# DATA ROWS:
* Start *

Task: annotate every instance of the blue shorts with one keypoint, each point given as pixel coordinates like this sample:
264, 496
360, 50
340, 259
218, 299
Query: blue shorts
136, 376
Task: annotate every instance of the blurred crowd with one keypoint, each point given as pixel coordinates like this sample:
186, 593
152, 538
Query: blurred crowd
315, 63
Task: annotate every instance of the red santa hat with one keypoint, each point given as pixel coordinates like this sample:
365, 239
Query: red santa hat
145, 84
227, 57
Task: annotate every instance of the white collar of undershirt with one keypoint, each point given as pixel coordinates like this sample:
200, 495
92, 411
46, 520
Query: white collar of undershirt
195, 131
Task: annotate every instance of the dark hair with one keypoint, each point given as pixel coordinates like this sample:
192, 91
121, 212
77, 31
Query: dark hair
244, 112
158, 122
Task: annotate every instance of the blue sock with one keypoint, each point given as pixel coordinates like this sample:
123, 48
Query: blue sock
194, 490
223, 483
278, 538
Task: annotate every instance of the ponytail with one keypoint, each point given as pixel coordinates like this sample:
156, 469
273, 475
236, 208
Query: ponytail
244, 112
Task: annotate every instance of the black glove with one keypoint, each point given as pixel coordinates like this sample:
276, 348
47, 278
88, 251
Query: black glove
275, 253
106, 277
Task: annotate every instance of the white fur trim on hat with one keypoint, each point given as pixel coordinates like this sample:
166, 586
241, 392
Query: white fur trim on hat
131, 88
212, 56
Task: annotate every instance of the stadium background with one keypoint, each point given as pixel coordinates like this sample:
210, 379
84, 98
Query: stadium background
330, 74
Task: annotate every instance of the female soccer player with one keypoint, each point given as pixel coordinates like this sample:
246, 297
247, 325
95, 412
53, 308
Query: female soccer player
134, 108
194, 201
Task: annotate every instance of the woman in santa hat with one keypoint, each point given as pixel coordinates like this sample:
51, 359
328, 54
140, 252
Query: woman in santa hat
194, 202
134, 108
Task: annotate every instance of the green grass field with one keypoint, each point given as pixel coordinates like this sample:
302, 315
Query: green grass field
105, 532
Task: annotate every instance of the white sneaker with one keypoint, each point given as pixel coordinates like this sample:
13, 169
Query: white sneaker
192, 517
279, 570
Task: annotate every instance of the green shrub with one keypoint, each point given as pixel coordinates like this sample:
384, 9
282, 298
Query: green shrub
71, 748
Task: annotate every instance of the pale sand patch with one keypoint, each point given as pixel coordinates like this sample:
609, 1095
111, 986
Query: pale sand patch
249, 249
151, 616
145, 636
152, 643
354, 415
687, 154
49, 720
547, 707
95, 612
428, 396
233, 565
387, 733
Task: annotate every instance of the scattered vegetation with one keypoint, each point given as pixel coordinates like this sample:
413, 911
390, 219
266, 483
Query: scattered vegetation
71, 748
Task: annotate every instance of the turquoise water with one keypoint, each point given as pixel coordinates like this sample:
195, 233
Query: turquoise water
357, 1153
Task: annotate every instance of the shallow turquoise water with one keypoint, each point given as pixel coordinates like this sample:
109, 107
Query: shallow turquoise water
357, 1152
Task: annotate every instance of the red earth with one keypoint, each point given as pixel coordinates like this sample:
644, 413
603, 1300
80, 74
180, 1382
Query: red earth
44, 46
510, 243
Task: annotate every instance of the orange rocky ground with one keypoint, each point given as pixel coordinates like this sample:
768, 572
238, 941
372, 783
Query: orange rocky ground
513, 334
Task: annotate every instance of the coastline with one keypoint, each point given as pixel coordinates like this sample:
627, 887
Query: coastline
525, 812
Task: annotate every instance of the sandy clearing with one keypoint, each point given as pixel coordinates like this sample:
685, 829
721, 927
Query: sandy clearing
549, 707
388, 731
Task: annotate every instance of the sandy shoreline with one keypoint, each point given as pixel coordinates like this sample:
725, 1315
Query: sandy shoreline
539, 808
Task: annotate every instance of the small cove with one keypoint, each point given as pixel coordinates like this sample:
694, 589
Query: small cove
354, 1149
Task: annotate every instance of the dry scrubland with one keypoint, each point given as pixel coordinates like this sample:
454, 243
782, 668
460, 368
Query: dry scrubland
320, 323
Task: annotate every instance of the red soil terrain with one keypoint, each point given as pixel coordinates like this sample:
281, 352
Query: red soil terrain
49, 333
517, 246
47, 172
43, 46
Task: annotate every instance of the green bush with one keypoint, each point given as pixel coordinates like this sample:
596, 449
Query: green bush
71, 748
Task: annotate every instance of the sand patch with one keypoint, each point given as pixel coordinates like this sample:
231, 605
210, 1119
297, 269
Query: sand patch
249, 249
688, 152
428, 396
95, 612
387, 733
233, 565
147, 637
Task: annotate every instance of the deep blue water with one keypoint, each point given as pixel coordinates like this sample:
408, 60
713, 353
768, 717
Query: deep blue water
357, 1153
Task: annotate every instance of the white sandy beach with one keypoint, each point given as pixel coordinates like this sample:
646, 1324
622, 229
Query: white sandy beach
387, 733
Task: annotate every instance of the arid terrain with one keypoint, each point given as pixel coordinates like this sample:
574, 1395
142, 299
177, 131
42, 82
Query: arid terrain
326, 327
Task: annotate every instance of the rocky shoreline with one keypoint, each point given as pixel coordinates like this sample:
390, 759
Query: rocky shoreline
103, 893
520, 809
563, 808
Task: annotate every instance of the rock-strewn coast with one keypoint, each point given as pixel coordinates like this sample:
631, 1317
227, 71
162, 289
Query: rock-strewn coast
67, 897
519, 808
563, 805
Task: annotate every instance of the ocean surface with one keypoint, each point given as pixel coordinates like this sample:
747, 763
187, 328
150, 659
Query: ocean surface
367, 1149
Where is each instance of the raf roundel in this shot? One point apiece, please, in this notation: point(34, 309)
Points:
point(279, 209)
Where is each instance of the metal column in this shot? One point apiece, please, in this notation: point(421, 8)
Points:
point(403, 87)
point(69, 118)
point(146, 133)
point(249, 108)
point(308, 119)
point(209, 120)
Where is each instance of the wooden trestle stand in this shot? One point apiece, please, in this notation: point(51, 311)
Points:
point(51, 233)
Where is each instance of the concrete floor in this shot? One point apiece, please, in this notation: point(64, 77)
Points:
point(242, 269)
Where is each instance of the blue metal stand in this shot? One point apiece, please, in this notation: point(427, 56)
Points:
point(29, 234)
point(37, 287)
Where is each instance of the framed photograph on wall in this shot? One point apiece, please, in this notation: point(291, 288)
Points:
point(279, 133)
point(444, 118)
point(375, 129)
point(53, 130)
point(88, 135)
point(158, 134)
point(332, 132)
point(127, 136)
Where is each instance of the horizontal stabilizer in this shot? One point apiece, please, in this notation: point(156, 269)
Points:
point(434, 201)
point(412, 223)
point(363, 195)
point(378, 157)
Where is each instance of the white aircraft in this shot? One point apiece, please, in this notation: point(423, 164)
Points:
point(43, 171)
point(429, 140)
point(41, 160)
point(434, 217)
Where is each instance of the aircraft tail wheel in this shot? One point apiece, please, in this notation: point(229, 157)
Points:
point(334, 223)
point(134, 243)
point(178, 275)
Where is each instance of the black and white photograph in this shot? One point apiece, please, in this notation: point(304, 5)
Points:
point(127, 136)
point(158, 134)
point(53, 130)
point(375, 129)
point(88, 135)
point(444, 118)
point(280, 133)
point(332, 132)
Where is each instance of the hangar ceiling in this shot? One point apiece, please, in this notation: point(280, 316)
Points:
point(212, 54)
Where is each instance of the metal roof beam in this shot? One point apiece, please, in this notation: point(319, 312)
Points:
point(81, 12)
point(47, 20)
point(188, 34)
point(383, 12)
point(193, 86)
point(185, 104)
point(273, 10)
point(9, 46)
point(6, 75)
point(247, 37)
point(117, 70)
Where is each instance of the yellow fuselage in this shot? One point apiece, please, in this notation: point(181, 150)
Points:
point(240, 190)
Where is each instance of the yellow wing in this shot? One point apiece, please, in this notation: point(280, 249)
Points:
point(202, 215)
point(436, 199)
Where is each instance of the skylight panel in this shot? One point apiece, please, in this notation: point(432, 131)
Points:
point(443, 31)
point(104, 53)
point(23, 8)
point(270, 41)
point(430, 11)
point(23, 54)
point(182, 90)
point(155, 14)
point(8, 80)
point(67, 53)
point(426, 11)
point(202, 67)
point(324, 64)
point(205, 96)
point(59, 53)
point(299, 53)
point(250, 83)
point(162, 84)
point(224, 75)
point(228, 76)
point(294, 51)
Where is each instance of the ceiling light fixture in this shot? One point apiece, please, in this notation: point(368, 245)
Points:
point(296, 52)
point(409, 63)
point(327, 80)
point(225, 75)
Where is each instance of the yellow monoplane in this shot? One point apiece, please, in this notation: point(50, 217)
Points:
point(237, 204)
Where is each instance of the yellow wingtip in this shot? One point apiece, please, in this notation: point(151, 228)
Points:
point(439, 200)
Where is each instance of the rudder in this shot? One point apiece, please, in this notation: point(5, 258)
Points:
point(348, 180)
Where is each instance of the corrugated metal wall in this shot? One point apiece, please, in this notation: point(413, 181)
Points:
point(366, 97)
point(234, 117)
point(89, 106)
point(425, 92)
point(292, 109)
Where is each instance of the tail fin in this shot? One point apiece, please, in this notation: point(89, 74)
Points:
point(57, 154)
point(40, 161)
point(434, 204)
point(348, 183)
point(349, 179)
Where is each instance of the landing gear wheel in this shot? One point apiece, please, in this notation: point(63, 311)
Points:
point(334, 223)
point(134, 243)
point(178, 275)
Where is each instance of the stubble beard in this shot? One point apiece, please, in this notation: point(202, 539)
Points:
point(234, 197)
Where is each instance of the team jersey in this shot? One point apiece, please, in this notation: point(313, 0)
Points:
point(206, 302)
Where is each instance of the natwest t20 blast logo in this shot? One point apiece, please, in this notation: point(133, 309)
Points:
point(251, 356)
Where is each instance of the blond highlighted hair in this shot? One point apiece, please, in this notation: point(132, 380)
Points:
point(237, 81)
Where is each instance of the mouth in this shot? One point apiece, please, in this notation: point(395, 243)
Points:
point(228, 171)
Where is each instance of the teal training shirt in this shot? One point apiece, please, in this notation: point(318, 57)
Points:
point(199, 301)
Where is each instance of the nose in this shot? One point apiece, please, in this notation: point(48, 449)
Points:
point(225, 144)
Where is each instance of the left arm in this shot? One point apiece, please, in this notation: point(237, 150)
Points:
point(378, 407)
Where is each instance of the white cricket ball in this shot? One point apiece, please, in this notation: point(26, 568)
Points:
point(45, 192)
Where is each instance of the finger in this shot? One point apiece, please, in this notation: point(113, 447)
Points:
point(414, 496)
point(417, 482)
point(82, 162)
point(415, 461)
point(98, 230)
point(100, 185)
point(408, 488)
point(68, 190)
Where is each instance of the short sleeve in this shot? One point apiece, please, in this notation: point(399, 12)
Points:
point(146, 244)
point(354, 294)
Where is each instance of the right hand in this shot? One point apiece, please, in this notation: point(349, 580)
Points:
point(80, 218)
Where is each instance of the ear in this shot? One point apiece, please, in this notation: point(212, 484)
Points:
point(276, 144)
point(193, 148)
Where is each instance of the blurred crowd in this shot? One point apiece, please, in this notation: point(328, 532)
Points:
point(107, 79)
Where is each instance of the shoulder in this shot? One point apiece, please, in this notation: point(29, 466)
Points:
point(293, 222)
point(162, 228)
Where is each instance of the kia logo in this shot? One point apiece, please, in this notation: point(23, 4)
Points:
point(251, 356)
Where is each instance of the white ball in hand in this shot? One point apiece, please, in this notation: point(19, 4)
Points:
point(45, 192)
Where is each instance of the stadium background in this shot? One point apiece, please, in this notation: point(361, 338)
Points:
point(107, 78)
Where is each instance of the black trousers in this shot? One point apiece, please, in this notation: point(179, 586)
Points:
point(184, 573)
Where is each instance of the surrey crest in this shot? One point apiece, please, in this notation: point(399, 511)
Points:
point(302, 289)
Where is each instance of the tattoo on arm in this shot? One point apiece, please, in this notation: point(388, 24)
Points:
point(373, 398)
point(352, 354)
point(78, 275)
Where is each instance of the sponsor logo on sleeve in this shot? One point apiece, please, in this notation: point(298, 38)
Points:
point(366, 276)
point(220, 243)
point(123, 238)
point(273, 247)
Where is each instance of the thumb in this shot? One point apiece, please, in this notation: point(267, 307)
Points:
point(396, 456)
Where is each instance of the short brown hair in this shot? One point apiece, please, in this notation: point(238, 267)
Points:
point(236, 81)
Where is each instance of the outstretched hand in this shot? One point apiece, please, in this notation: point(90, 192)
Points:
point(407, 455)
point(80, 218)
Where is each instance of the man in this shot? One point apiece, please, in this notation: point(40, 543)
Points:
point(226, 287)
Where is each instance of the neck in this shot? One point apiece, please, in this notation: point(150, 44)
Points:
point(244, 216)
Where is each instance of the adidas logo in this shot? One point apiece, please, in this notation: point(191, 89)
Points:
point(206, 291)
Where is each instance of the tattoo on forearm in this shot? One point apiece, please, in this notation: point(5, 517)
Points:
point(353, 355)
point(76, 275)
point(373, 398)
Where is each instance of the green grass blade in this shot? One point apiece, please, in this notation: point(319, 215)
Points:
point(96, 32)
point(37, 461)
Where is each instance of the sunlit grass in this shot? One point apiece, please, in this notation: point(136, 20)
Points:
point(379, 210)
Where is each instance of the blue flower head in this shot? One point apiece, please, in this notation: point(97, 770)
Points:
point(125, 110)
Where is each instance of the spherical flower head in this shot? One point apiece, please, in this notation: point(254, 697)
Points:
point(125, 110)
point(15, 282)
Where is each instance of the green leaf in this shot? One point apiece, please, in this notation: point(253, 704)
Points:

* End *

# GOAL OF THE EXERCISE:
Please arrange everything from the line containing "Where is each instance of the tail" down to the line containing "point(206, 302)", both included, as a JSON list of strings with one string per line and blank lines omitted.

# REPLY TO THE EXERCISE:
[
  "Where is each instance of the tail fin in this shot? One point apiece, please, in this notation: point(89, 74)",
  "Points:",
  "point(57, 154)",
  "point(40, 161)",
  "point(434, 204)",
  "point(348, 183)",
  "point(349, 179)",
  "Where is each instance of the landing gear wheel in this shot? One point apiece, please, in this notation: point(63, 311)",
  "Points:",
  "point(334, 223)",
  "point(134, 243)",
  "point(178, 275)",
  "Where is each instance of the stubble beard in this shot? One point apiece, please, in this notation: point(202, 539)",
  "Points:",
  "point(234, 197)",
  "Where is each instance of the team jersey in this shot? One point apiece, please, in this notation: point(313, 0)",
  "Points:",
  "point(206, 302)"
]